TRECHO DO TEXTO —

|---|

Artigos Assinados | Coluna | 27.08.2021




O BRASIL PRECISA DE UM PROJETO
SÉRIO PARA ENERGIA

PELO EMBAIXADOR JOSÉ CARLOS DA FONSECA JR.
Diretor executivo da IBÁ, com assento no Comitê Diretor do The Forests
Dialogue (TFD) e no Advisory Committee on Sustainable Forest-based
Industries (ACSFI), da FAO. Diplomata de carreira, serviu em diversos países
e foi Embaixador em Myanmar. No Brasil, trabalhou na área de Promoção
Comercial e na Secretaria Geral do Itamaraty, por duas vezes no Ministério da
Economia, além de ter sido Deputado Federal pelo Espírito Santo, Secretário
da Fazenda e Secretário da Casa Civil do Governo do ES entre 2015 e 2018

Após duas décadas de uma das maiores crises de
energia do Brasil, o fantasma da falta de eletricidade
volta a bater à porta do País. Não podemos virar
as costas para a urgência do assunto, que pode ter
enormes consequências, especialmente para uma nação que
ensaia uma retomada econômica.
Bancos e corretoras, como XP e Credit Suisse, já divulgaram
suas análises nas quais apontam que uma crise energética no
atual momento seria um limitador de crescimento para o Brasil.
Um triste paradoxo, uma vez que o País desponta como uma
das matrizes energéticas mais limpas do planeta, com cerca de
45% do que é produzido tendo origem em fontes renováveis,
segundo a Empresa de Pesquisa Energética (EPE). Para a Europa,
por exemplo, o tema, ainda objeto de desejo, é um dos
caminhos traçados para que o continente atinja suas metas de
descarbonização nas próximas décadas.

|---|

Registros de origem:
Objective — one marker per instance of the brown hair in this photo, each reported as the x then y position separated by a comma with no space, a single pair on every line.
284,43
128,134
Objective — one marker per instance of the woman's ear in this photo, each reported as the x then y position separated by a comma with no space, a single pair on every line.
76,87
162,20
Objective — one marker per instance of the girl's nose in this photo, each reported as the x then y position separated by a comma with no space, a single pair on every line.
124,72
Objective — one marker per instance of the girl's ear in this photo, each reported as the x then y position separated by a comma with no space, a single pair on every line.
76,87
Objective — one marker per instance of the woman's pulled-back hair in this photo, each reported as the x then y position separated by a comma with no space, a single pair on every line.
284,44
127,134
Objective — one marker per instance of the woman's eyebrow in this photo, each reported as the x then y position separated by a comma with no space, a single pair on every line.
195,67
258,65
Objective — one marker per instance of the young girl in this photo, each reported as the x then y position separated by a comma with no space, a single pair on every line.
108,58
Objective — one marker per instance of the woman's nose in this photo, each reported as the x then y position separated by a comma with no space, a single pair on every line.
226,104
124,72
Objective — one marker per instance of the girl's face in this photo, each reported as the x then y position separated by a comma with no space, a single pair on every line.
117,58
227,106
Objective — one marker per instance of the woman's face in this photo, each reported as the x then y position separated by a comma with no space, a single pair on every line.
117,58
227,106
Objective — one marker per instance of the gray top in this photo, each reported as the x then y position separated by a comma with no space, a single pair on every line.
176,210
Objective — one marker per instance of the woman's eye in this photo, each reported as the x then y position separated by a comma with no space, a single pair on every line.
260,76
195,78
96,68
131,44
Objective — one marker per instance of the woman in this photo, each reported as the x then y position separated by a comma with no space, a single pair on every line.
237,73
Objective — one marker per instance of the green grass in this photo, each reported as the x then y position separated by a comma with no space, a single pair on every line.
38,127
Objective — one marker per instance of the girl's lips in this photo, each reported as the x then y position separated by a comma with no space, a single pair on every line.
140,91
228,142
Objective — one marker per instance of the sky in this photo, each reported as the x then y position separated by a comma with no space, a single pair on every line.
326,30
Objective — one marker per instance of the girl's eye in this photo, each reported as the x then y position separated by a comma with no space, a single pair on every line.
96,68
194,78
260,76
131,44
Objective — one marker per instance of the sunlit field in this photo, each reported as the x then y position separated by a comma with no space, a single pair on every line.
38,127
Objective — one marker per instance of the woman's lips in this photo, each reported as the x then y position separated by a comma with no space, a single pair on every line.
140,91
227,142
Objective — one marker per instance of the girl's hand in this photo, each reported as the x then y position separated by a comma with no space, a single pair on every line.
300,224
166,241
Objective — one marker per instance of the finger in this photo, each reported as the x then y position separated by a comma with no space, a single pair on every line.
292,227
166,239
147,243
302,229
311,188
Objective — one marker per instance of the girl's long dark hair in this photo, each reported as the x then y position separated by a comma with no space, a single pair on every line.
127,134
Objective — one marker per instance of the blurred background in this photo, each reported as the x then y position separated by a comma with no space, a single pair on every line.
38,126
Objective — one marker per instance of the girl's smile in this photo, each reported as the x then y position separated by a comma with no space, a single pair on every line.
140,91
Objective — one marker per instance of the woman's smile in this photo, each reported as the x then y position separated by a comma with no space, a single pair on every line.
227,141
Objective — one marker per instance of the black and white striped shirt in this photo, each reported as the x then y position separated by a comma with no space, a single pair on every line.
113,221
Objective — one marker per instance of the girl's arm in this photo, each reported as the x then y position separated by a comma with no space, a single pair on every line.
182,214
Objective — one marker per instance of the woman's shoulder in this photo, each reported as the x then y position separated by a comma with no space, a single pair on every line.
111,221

|---|

A FAZER — Resuma em duas frases o artigo sobre o risco de uma nova crise de energia no Brasil. Este material provém de uma fonte distinta.

RESPOSTA FINAL — Duas décadas após uma das maiores crises de energia do Brasil, a ameaça de falta de eletricidade volta ao País, e bancos e corretoras como XP e Credit Suisse apontam que uma crise energética neste momento limitaria o crescimento. Isso seria um paradoxo, pois o Brasil tem uma das matrizes energéticas mais limpas do planeta, com cerca de 45% da produção vinda de fontes renováveis, segundo a Empresa de Pesquisa Energética (EPE).